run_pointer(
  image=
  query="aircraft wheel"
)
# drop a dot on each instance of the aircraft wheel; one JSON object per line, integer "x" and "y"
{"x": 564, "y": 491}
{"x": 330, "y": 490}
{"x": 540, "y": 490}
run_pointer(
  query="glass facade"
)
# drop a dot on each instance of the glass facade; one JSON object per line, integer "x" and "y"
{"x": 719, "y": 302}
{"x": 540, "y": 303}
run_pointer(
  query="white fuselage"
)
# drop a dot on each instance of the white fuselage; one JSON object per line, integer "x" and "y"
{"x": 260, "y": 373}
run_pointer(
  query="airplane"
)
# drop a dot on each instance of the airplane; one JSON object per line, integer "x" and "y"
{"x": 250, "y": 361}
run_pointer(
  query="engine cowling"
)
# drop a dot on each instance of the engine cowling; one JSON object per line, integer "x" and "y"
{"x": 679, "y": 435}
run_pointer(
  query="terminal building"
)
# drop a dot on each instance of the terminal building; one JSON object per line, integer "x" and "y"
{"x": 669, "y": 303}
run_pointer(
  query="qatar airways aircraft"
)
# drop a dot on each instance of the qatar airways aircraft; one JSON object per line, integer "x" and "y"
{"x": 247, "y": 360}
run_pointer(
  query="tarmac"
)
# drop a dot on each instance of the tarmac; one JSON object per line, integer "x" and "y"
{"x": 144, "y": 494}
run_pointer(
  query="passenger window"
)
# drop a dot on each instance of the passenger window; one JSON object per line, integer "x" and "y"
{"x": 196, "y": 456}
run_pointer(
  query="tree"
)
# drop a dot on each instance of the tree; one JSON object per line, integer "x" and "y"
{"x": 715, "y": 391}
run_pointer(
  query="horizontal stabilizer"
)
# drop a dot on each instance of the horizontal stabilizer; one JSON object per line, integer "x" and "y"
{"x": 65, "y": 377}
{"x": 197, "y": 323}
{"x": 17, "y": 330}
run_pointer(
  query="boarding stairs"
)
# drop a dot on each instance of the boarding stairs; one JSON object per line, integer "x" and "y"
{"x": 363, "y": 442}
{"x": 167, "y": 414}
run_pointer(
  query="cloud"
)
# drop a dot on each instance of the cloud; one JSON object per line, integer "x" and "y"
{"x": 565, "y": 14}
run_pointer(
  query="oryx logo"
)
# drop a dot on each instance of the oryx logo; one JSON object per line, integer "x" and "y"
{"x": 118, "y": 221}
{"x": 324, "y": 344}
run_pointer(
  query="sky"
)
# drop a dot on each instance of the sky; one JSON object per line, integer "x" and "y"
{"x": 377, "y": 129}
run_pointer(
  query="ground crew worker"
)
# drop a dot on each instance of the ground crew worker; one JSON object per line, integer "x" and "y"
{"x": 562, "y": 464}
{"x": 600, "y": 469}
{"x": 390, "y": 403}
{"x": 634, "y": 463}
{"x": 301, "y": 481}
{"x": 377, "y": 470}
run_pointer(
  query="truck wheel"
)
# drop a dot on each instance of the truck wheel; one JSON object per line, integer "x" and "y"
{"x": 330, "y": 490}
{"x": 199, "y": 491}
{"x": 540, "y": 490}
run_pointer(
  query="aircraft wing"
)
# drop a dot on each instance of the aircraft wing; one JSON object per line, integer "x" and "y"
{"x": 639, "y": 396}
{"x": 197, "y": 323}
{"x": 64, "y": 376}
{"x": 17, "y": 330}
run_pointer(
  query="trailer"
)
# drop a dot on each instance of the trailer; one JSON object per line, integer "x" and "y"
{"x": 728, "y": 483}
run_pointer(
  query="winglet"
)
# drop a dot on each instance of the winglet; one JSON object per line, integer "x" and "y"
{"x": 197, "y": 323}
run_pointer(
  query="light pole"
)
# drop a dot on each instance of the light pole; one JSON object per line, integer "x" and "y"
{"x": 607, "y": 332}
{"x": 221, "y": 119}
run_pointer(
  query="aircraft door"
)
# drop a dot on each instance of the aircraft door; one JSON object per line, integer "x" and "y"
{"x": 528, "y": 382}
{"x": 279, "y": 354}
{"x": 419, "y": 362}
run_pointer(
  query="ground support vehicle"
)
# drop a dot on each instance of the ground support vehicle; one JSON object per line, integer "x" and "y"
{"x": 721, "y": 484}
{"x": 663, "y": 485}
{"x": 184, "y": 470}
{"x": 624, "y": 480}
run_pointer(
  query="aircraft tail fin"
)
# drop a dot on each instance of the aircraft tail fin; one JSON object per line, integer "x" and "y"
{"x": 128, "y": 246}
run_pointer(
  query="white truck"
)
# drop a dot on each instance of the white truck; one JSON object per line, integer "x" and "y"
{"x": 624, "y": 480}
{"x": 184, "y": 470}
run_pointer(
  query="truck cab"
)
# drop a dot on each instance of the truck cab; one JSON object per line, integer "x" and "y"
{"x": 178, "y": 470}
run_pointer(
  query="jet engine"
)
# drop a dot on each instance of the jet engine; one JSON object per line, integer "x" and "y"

* _Short problem_
Write the material out exactly, with nothing left out.

* _Response below_
run_pointer(
  image=
  query="aircraft wheel"
)
# drop a dot on each instance of the aircraft wheel; one JSON object per line, integer "x" and "y"
{"x": 564, "y": 491}
{"x": 330, "y": 490}
{"x": 540, "y": 490}
run_pointer(
  query="glass facade"
)
# drop a dot on each instance of the glass facade; one JSON object per line, integer "x" and "y"
{"x": 719, "y": 302}
{"x": 540, "y": 303}
run_pointer(
  query="white fuselage"
)
# drop a dot on each instance of the white fuselage; one JSON object per line, integer "x" and "y"
{"x": 260, "y": 373}
run_pointer(
  query="airplane"
)
# drop a dot on each instance of the airplane; one JSON object per line, integer "x" and "y"
{"x": 250, "y": 361}
run_pointer(
  query="engine cowling"
)
# drop a dot on each instance of the engine cowling; one JSON object per line, integer "x" and "y"
{"x": 679, "y": 435}
run_pointer(
  query="terminal building"
)
# drop a dot on each instance of the terminal building; one JSON object per line, integer "x" and "y"
{"x": 669, "y": 303}
run_pointer(
  query="qatar airways aircraft"
)
# drop a dot on each instance of the qatar airways aircraft; one JSON object per line, integer "x" and "y"
{"x": 247, "y": 360}
run_pointer(
  query="tarmac"
)
# drop a dot on each instance of the tarmac; one JSON object per line, integer "x" and "y"
{"x": 144, "y": 494}
run_pointer(
  query="passenger window"
)
# drop a dot on each instance of the passenger window; one JSON object per line, integer "x" and "y"
{"x": 196, "y": 456}
run_pointer(
  query="tree"
)
# drop a dot on each instance of the tree; one JSON object per line, integer "x" and "y"
{"x": 715, "y": 391}
run_pointer(
  query="horizontal stabilizer"
)
# drop a dot on each instance of the horizontal stabilizer; one JSON object per line, integer "x" and "y"
{"x": 65, "y": 377}
{"x": 197, "y": 323}
{"x": 17, "y": 330}
run_pointer(
  query="boarding stairs"
)
# drop a dot on each instance of the boarding stairs; one JSON object per line, integer "x" and "y"
{"x": 363, "y": 442}
{"x": 167, "y": 414}
run_pointer(
  query="cloud"
)
# drop a dot on each instance of the cloud; one JSON object per line, integer "x" and "y"
{"x": 565, "y": 14}
run_pointer(
  query="oryx logo"
)
# drop a dot on each instance of the oryx logo; one JSON object per line, integer "x" and "y"
{"x": 118, "y": 221}
{"x": 324, "y": 344}
run_pointer(
  query="sky"
)
# drop a dot on each instance of the sky; one JSON object per line, integer "x" and "y"
{"x": 377, "y": 129}
run_pointer(
  query="ground crew worker"
)
# drop a dot on each instance of the ground crew worker; one JSON object per line, integer "x" and "y"
{"x": 562, "y": 464}
{"x": 600, "y": 469}
{"x": 390, "y": 403}
{"x": 634, "y": 463}
{"x": 301, "y": 481}
{"x": 377, "y": 470}
run_pointer(
  query="truck wheel"
)
# drop a dot on each instance of the truck wheel; one JSON object per line, integer "x" and "y"
{"x": 330, "y": 490}
{"x": 199, "y": 491}
{"x": 540, "y": 490}
run_pointer(
  query="aircraft wing"
)
# drop a dot on each instance of the aircraft wing; one JSON object per line, integer "x" and "y"
{"x": 639, "y": 396}
{"x": 197, "y": 323}
{"x": 64, "y": 376}
{"x": 17, "y": 330}
run_pointer(
  query="trailer"
)
# drop a dot on each instance of the trailer; one JSON object per line, integer "x" and "y"
{"x": 728, "y": 483}
run_pointer(
  query="winglet"
)
# drop a dot on each instance of the winglet; one JSON object per line, integer "x" and "y"
{"x": 197, "y": 323}
run_pointer(
  query="light pole"
)
# drop a dot on each instance of the light pole; one JSON object per line, integer "x" and "y"
{"x": 607, "y": 332}
{"x": 221, "y": 119}
run_pointer(
  query="aircraft door"
)
# drop a dot on each instance of the aircraft door; one JSON object per line, integer "x" and "y"
{"x": 528, "y": 382}
{"x": 279, "y": 354}
{"x": 419, "y": 362}
run_pointer(
  query="ground support vehicle"
)
# drop a dot on each instance of the ground support vehicle; one JSON object per line, integer "x" and "y"
{"x": 721, "y": 484}
{"x": 663, "y": 485}
{"x": 184, "y": 470}
{"x": 624, "y": 480}
run_pointer(
  query="aircraft tail fin"
)
# drop a dot on each instance of the aircraft tail fin; one JSON object per line, integer "x" and "y"
{"x": 128, "y": 246}
run_pointer(
  query="white truck"
)
# drop a dot on each instance of the white truck; one JSON object per line, integer "x" and "y"
{"x": 624, "y": 480}
{"x": 184, "y": 470}
run_pointer(
  query="truck cab"
)
# drop a dot on each instance of the truck cab; one JSON object per line, integer "x" and "y"
{"x": 178, "y": 470}
run_pointer(
  query="jet engine"
)
# drop a dot on each instance of the jet engine; one JSON object per line, integer "x" and "y"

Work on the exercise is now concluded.